= WORK REQUIRED =
Reproduce every line of the items below verbatim, leaving out the pictures.

= RECORDS TO PROCESS =
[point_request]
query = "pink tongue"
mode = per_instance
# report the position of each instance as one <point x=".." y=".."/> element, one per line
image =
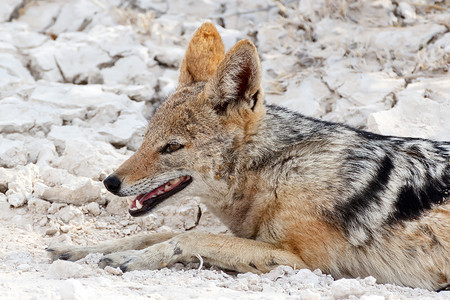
<point x="143" y="197"/>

= OUTPUT OF THE TASK =
[point_request]
query = "pink tongue"
mode = per_instance
# report the position of each instance as one <point x=".." y=".."/> element, one per line
image =
<point x="143" y="197"/>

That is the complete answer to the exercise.